Transcribe the whole listing below without changing a word, but leave out every image.

════════════════════

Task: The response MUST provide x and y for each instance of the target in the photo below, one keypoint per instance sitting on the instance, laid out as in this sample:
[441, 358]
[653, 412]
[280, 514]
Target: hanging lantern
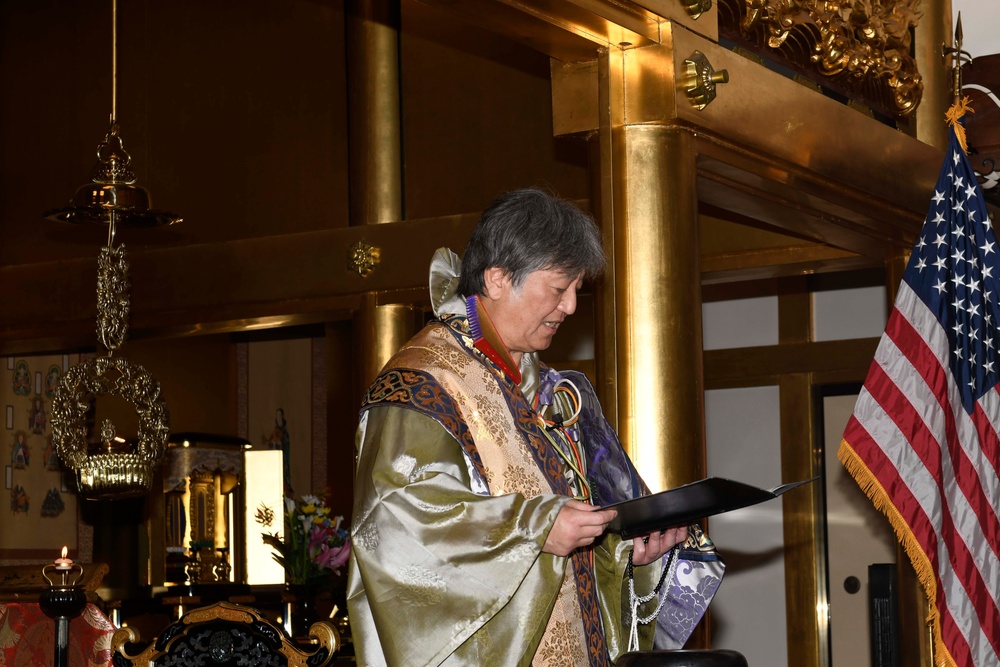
[113, 467]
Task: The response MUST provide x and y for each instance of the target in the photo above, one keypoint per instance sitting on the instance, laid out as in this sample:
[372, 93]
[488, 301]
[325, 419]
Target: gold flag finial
[958, 58]
[961, 104]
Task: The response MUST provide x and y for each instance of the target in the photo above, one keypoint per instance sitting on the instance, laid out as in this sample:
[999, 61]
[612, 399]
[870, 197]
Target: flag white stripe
[921, 483]
[926, 325]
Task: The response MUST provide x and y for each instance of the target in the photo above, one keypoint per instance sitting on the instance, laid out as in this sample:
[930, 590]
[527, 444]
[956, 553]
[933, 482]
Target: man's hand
[652, 547]
[577, 525]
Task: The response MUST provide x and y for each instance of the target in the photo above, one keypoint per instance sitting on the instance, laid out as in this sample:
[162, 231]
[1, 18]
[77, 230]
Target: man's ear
[495, 281]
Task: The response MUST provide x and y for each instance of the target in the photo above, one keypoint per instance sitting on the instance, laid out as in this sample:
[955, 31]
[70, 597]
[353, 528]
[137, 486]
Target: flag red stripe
[965, 564]
[914, 348]
[899, 494]
[987, 430]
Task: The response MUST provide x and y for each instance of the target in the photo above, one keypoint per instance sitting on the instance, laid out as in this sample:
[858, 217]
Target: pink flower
[334, 558]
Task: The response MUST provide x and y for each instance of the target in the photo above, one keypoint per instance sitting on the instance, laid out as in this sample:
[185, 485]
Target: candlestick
[62, 602]
[64, 563]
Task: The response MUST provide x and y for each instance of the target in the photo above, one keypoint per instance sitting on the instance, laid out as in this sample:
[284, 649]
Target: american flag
[923, 440]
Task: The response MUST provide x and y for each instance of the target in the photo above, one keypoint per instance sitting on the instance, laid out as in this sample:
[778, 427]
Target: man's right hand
[577, 525]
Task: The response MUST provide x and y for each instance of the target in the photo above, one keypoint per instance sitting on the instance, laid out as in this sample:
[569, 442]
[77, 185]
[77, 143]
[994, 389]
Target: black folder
[686, 504]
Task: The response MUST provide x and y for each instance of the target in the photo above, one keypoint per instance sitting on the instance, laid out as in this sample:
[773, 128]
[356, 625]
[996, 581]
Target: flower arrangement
[315, 543]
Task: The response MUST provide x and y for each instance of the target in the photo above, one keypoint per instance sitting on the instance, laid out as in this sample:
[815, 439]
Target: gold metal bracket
[364, 258]
[696, 8]
[700, 79]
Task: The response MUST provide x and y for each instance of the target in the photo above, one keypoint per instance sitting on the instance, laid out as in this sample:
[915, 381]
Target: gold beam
[847, 360]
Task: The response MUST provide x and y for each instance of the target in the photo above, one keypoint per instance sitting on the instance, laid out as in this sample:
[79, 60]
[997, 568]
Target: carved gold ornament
[860, 48]
[364, 258]
[111, 470]
[112, 297]
[700, 80]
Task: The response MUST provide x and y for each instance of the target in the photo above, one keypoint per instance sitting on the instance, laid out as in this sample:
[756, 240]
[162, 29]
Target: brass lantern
[111, 468]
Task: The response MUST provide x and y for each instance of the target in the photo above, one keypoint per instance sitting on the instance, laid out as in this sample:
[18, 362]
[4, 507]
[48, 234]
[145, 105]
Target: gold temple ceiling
[834, 188]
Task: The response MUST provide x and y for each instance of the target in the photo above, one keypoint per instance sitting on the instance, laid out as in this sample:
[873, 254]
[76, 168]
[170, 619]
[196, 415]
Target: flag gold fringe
[956, 111]
[921, 563]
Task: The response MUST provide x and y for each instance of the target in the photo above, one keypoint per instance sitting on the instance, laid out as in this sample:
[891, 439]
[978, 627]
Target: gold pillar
[380, 331]
[648, 189]
[376, 178]
[933, 30]
[376, 175]
[807, 618]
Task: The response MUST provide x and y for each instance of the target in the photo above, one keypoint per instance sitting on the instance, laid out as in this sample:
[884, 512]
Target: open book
[686, 504]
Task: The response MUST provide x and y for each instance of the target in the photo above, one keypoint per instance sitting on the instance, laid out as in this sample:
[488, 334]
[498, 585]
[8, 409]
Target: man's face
[527, 316]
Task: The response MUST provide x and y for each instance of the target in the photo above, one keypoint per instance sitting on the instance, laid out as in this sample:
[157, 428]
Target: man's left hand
[652, 547]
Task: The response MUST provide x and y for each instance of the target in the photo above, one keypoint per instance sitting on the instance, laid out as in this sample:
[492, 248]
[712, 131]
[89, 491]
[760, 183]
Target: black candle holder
[62, 602]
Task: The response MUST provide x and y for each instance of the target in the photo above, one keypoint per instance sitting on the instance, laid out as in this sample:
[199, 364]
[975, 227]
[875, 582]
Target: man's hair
[528, 230]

════════════════════

▸ Output for this exercise
Task: The response MUST provide x and y for each instance of the target in the photo below, one keypoint per instance sitting on the instance, laid out as in this sample:
[441, 358]
[653, 412]
[280, 514]
Target: hanging lantern
[113, 467]
Task: The response MUST provide x and y for each instance of the target in the photo above, one keypoint per instance sitting on the instance, laid out as in this sample:
[372, 93]
[488, 301]
[325, 419]
Target: gold flag finial
[958, 58]
[961, 104]
Task: The response MUST provide x and y for each instance of the target in the photo above, one keypoint per instance sitting on the instance, laid out as in this sample:
[999, 61]
[612, 399]
[870, 197]
Target: flag white stripe
[921, 483]
[926, 325]
Task: The response MUST provide x and y for each instance of the target in the photo above, one keypoint per instance sitting on the instance, laid out as in this sample:
[930, 590]
[527, 444]
[956, 553]
[933, 482]
Target: man's hand
[652, 547]
[577, 525]
Task: The response MUST provide x and y for each instance of the target in the photo above, one keypoint per instance sitting on the instance, laid out as in this sample:
[162, 231]
[1, 18]
[77, 230]
Target: man's ear
[495, 281]
Task: The response MUST provide x and y for each instance of the target in the photo above, one keypoint per instance sitting on the instance, laid out as in this sample:
[955, 31]
[70, 597]
[353, 528]
[137, 486]
Target: flag red stripe
[965, 564]
[914, 348]
[899, 494]
[987, 430]
Task: The response MUST provide x and y for each instance of the target in the photo above, one keypoint per instance sitting on the instance, laid out as in this sample:
[858, 217]
Target: pink flower
[334, 558]
Task: The response MUST provide x and y for each instance of the target in the photo above, one keypoint per instance sitting on the instance, laid out as in this sample:
[185, 485]
Target: candlestick
[62, 602]
[64, 563]
Task: The response MUST provide x and y for each instance of the target in the photo above, one keypoint per instance sitting on the instance, laid out as in this sample:
[284, 649]
Target: american flag
[923, 440]
Task: The response MUST provide x and y for each instance of the target in the photo above, one keypoint per instance sitting on the instance, laid out as in this sample:
[778, 427]
Target: man's right hand
[577, 525]
Task: The response MUST provide x and y for each instance of the target in the photo above, one keypoint per instance sitting on the instance, laid out as in this sample:
[569, 442]
[77, 185]
[77, 143]
[994, 389]
Target: black folder
[686, 504]
Task: The response MUST provide x and y for each instance of the target in the photo above, one keypoint per instance sitting on the instance, laid out as in this sample:
[773, 128]
[356, 625]
[996, 581]
Target: flower arrangement
[315, 543]
Task: The response MUST provide x and y for each instance of the target in the photo above, one keypoint per instance sitting on the instance, laid out as in this sample:
[815, 439]
Target: gold metal bracket
[364, 258]
[696, 8]
[700, 79]
Task: The response MUST provide x and y for each instance of the target in the photo above, one keypoint per instance sitting on the instance, laid out as in this sample:
[915, 381]
Target: gold beam
[847, 360]
Task: The response MUST provide x and y for each instance of the target in the photo above, one keypoint per instance sitting on the instance, laid out as in this sample:
[79, 60]
[997, 568]
Target: carved gold ornament
[860, 48]
[364, 258]
[111, 470]
[112, 297]
[700, 80]
Task: The response MUST provide x and y for each instance of the target in the photo above, one keypoint per instance sitting on the instance, laid out as in this sample:
[756, 240]
[162, 29]
Target: brass lantern
[111, 468]
Task: The response MUST provide x and y for each instance of the target in the photo above, one keypoint per instance sitting on the instance, laid out as in this sample:
[18, 362]
[4, 507]
[48, 234]
[145, 105]
Target: gold temple ceiling
[834, 188]
Task: The response MUST provide x and y for each instance of the target in the photo above, one keypoint per instance sitting on the instance, laid out as in this sample:
[873, 254]
[76, 168]
[170, 619]
[196, 415]
Target: flag gold fringe
[956, 111]
[921, 563]
Task: The response MUST provide x and y for each instance of the target in the photo above, one keypoint per instance sitting on the instance, laid out as in this sample:
[891, 439]
[978, 627]
Target: gold pillar
[380, 331]
[648, 189]
[376, 178]
[933, 30]
[376, 175]
[807, 618]
Task: The response MUST provide x and y for each instance of the target in the photo above, one keypoint per instance sitting on the instance, laid out as in this sample:
[884, 512]
Target: open book
[686, 504]
Task: The response MUST provide x and y for each instance of the target in the photo above, one keypoint per instance sitting on the instance, laid out as in this sample:
[488, 334]
[498, 585]
[8, 409]
Target: man's face
[527, 316]
Task: The response MUST provide x and y for each instance of the target in the photo above, one keypoint per instance sitting on the instance, laid out as in this sample:
[157, 428]
Target: man's left hand
[652, 547]
Task: The response MUST provide x and y for each instance of the target in the photo above, one keypoint per instance sitting on the instance, laid out as in this sample:
[492, 248]
[712, 131]
[89, 491]
[760, 183]
Target: black candle holder
[62, 602]
Task: The response MUST provide x and y for each instance of the target in the photo above, one keypoint per instance sitting on the instance, laid out as in this sample:
[199, 364]
[975, 227]
[875, 582]
Target: man's hair
[528, 230]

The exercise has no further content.